* _GOAL_: Reproduce the listing below word for word, from the first line to the last, and leave out the images.

## BEGIN DATA LISTING

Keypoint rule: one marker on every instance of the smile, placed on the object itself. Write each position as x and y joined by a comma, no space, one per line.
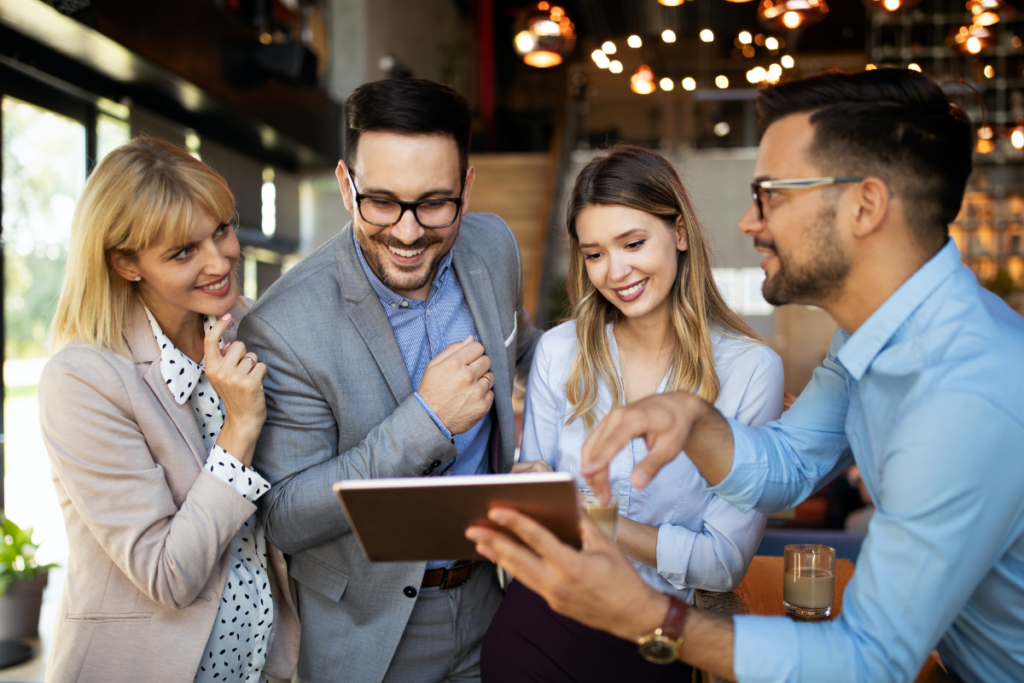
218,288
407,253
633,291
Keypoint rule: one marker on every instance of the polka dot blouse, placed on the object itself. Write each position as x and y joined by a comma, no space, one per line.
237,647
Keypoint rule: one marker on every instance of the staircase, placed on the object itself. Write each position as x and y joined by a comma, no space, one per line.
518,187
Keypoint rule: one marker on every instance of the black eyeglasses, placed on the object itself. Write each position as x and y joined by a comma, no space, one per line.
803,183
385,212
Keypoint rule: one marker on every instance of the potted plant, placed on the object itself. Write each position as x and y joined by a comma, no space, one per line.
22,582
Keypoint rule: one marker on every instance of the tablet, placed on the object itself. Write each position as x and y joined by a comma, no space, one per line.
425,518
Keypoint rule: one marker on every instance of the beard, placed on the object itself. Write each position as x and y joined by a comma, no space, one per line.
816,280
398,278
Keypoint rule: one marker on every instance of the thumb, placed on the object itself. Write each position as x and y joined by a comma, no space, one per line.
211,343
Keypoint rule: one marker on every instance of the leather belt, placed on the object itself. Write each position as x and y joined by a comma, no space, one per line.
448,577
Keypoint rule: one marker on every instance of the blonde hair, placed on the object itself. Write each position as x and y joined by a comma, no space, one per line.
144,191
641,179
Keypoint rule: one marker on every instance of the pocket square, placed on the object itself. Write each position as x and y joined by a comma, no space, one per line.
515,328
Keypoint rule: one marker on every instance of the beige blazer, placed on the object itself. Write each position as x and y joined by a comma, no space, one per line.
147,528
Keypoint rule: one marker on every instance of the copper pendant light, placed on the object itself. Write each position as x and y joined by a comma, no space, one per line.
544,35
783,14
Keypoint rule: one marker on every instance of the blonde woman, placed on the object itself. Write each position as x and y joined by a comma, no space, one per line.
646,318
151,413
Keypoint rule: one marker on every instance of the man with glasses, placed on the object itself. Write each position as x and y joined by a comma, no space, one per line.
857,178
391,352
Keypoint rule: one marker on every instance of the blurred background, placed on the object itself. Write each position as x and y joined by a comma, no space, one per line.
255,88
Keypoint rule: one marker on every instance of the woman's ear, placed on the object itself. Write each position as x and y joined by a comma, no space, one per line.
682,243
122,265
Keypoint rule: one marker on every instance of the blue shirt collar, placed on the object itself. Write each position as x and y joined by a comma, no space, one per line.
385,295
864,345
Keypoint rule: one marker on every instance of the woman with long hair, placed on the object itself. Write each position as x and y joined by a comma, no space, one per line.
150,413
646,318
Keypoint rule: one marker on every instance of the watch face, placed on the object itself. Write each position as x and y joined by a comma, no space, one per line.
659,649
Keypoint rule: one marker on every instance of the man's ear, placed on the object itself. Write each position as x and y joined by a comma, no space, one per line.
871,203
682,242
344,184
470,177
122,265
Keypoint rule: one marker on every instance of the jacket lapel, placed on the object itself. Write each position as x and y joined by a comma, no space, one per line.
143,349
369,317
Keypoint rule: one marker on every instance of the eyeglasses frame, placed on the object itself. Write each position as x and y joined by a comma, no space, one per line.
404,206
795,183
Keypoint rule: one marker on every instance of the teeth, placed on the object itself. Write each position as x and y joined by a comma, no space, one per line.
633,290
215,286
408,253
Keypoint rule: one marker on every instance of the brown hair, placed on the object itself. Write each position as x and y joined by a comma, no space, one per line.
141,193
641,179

## END DATA LISTING

* _ANSWER TO THIS PROBLEM_:
Keypoint rule: one marker on every instance of the smile, placed on the object itself. Write each position as x and y joined by a comma, no space, one per line.
218,288
407,253
633,291
Keypoint rule: one marker on every instance of the polka dot blouse, placed on the object itself. Write each position as x and y joined by a comma, no space, one per line.
237,647
Keypoint rule: one marker on every instance of the staircase, placed on the object itself. Write each position as x and y joined by a comma, no space, one per line.
518,187
Keypoint rule: one marker on every instance of the black eyeglasses, placed on the object itself. Write each position as x and y joined by a comma, no space, one per line.
803,183
385,212
Keypoint rule: one marker on every instance of the potted plant, placed on the object itself. Write each position as x and y joined by a comma, no space, one per line.
22,582
Keypoint rule: one marker on every instance of the tablet, placed on the object itself. Write each position as x and y joined by a comma, no space, one per line.
425,518
Keypoint rule: one marker on every instance of the beard, placed on the object itself. Write each position as x and y joined by a comma, no space, one per line.
816,280
398,278
Keypoint rule: one marker on every instance of the thumb, placed on the object itself. Write each position as x and y joined by a comma, no space, one per line.
211,343
Keypoint rule: one marker on every instance of the leather belt, placed on the object itself. Write each position as x and y joined by a comma, no space, one per line.
448,577
Keypoint rule: one marker on every instance of the blonde hair, placed on the object itself. Write each position as x and y joined by a comma, no space, one per line.
144,191
641,179
Keypoint rule: one marker on every instance of the pocket square, placed on the object itself. Write each position as x and y joined by a comma, no space, one per line.
515,328
Keypoint rule: one marker on every instance of the beige blazer, placed on the object itself. Write each position as x and y joined by a comma, no space, one per line.
147,528
Keypoint rule: one marker on every instance of the copper pendant light, placed on the object itself. Write each position as x and y joined by a comma, no space, one per line.
544,35
783,14
Keypoint rule: one marker on every instance of the blonde woman, placed on the object itself. Write each position as x and y joined by a comma, no space, one per line.
646,318
151,413
Keypoint rule: one marker on every instance of the man with glasses, placed on the object itself. Write each position as x and y joined by a comma, no space, one per line.
857,178
391,352
Keypoint rule: one marker on every instance of the blurred background, placed on the object itself. Write each position as x and y joined by a comma, no space, one per line.
255,88
Keypoint rule: one marker on every instance of the woman's ear, placed on the object itself. Write each position as x and y joined by a comma, no space, one per line.
682,243
122,265
Keypoint rule: one marker on every instance of the blue shirt collar, placed on the object itself. Write each position as x and y joined by a comma, no space, one per line.
385,295
864,345
Keypoint rule: one marker on every instance of the woman with long hair, placed on the object itself. Write each position as x and y joined by a comma, no space, one per line.
150,413
646,318
Keypoint rule: one marker on every instance of the watch face, placed on the object itself. Write each position as x and y joined by a comma, no space, one per line.
659,649
Keypoint rule: one marker on every instance of the man's ear, placed on the object itself. Write each position as x and y joined by a comma, no space, one per line.
871,203
682,242
344,184
470,177
122,265
Keypoint rule: one marker on every instance of the jacket lapel, placed on the object itself. Write each position as x and y joined by a comma, no space, one per line.
143,349
369,317
Keypoint rule: one marker on every instance of the eyeglasses frame, placed on the object itself. Write each position as x and y joined by a comma, no space, one per line.
404,206
795,183
Keypoint rule: one marker on every instance of the teeth, placed on the object itself. Write each position as x and y joined by a comma, no space, one per line.
633,290
215,286
408,253
Keypoint rule: one marker on every instance of the brown hair, placed on the object itself. Write each position as x and y joined by a comma, no space, one per line.
141,193
641,179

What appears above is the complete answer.